_What you need to do_: Reproduce each of the following lines character for character, from the first to the last.

_Extracted data lines_:
☆ ☆ ☆ ☆ ☆ ☆ ☆
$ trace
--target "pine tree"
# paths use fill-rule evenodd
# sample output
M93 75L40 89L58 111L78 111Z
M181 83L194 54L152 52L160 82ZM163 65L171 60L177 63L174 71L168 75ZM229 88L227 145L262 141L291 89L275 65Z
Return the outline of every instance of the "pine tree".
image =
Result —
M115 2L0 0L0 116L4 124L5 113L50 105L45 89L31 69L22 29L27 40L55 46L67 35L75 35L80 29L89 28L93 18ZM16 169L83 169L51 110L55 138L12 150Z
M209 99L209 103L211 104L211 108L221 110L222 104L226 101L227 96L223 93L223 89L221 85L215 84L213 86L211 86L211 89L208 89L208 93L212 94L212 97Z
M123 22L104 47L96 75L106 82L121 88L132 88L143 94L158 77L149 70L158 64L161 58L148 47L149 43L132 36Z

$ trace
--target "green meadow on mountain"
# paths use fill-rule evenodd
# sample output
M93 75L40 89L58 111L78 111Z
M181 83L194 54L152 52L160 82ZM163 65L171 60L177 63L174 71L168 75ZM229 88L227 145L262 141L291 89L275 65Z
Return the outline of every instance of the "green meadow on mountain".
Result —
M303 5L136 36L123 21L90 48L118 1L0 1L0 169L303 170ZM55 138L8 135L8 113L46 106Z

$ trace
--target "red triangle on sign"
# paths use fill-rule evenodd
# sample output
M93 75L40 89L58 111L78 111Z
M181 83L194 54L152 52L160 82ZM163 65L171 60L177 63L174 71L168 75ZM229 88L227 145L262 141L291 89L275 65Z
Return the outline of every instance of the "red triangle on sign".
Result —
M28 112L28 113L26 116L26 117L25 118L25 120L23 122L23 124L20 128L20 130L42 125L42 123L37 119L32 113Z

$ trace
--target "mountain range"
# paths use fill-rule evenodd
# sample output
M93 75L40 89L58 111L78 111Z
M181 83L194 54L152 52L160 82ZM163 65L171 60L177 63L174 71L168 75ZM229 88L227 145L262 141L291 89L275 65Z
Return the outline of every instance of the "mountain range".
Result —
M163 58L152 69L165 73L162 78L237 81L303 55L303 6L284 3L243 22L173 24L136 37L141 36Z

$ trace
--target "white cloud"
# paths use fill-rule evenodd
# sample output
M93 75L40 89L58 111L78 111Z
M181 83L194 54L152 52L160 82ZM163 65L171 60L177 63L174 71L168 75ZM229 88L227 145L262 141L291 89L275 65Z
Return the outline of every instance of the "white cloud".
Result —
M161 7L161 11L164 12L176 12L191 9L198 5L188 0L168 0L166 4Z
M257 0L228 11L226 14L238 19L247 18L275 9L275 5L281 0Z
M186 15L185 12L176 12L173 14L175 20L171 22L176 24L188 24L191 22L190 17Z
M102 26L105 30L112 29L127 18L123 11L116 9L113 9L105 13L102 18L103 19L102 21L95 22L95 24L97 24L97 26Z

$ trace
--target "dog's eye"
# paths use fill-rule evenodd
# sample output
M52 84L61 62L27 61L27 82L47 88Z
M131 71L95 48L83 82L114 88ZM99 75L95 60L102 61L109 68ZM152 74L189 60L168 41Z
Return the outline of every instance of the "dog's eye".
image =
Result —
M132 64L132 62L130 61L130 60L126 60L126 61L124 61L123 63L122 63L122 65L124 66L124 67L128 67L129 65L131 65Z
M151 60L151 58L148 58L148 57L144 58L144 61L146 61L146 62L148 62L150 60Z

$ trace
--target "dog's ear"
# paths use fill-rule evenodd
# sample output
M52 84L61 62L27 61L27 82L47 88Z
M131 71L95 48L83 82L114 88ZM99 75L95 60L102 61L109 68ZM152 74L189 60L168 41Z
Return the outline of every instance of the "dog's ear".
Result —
☆ ☆ ☆ ☆ ☆ ☆ ☆
_Worked answer_:
$ trace
--target "pine tree"
# paths use fill-rule evenodd
# sample output
M93 75L40 89L58 111L78 111Z
M181 83L194 54L152 52L160 82ZM163 65L171 60L177 63L174 71L168 75ZM229 88L227 145L262 141L291 89L275 65Z
Return the outline of every instance of the "pine tree".
image =
Result —
M115 2L0 0L0 116L4 124L5 113L50 105L45 89L31 69L22 29L27 40L55 46L67 35L75 35L80 29L89 28L93 18ZM16 169L83 169L51 110L55 138L12 150Z
M209 99L209 103L211 104L211 108L221 110L222 104L226 101L227 96L223 93L223 89L221 85L215 84L213 86L211 86L211 89L208 89L208 93L212 94L212 97Z
M123 22L104 47L96 75L106 82L121 88L132 88L143 94L158 77L149 70L158 64L161 58L148 47L149 43L132 36Z

$ trace
--target "green meadow on mountain"
# paths use fill-rule evenodd
# sample output
M93 75L40 89L58 111L78 111Z
M181 83L194 54L152 52L160 82ZM163 65L171 60L177 63L174 71L168 75ZM229 88L227 145L262 141L291 89L275 65Z
Return the outline of every instance of the "green meadow on mountain".
Result —
M303 5L136 36L123 21L90 48L118 1L0 1L0 169L303 170ZM55 138L8 135L8 113L46 106Z

$ trace
--target "red triangle on sign"
# paths use fill-rule evenodd
# sample output
M93 75L40 89L58 111L78 111Z
M181 83L194 54L152 52L160 82ZM163 65L171 60L177 63L174 71L168 75ZM229 88L227 145L262 141L291 89L275 65Z
Return the outline of every instance of the "red triangle on sign".
Result —
M28 112L28 113L26 116L26 117L25 118L25 120L23 122L23 124L20 128L20 130L42 125L42 123L37 119L32 113Z

$ trace
--target "mountain range"
# paths use fill-rule evenodd
# sample output
M93 75L40 89L58 111L78 111Z
M181 83L194 54L152 52L160 82ZM163 65L171 60L177 63L174 71L168 75ZM229 88L227 145L262 141L291 89L275 65Z
Return the outline of every instance of the "mountain range".
Result —
M163 58L152 69L165 73L162 78L237 81L303 55L303 6L284 3L243 22L173 24L136 37L141 36Z

$ trace
--target "white cloud"
# paths use fill-rule evenodd
# sample output
M93 75L40 89L58 111L78 111Z
M181 83L194 54L152 52L160 82ZM163 65L171 60L177 63L174 71L168 75ZM229 88L227 145L262 141L291 89L275 65Z
Return the outline of every instance of the "white cloud".
Result —
M161 7L161 11L164 12L176 12L191 9L198 5L188 0L168 0L166 4Z
M257 0L228 11L226 14L238 19L247 18L275 9L275 5L281 0Z
M186 15L185 12L176 12L173 14L175 20L171 22L176 24L188 24L191 22L190 17Z
M102 26L105 30L112 29L127 18L123 11L116 9L113 9L105 13L102 18L103 19L102 21L95 22L95 24L97 24L97 26Z

$ trace
--target "dog's eye"
# paths use fill-rule evenodd
# sample output
M52 84L61 62L27 61L27 82L47 88Z
M131 71L95 48L83 82L114 88ZM99 75L95 60L102 61L109 68ZM152 74L189 60L168 41Z
Return the outline of every instance of the "dog's eye".
image =
Result —
M132 64L132 62L130 61L130 60L126 60L126 61L124 61L123 63L122 63L122 65L124 66L124 67L128 67L129 65L131 65Z
M151 60L151 58L148 58L148 57L144 58L144 61L146 61L146 62L148 62L150 60Z

$ trace
--target "dog's ear"
# paths use fill-rule evenodd
# sample output
M52 84L61 62L27 61L27 82L47 88Z
M131 71L95 48L83 82L114 88ZM99 75L95 60L102 61L109 68ZM152 74L189 60L168 41Z
Return the outline of every instance of the "dog's ear".
Result —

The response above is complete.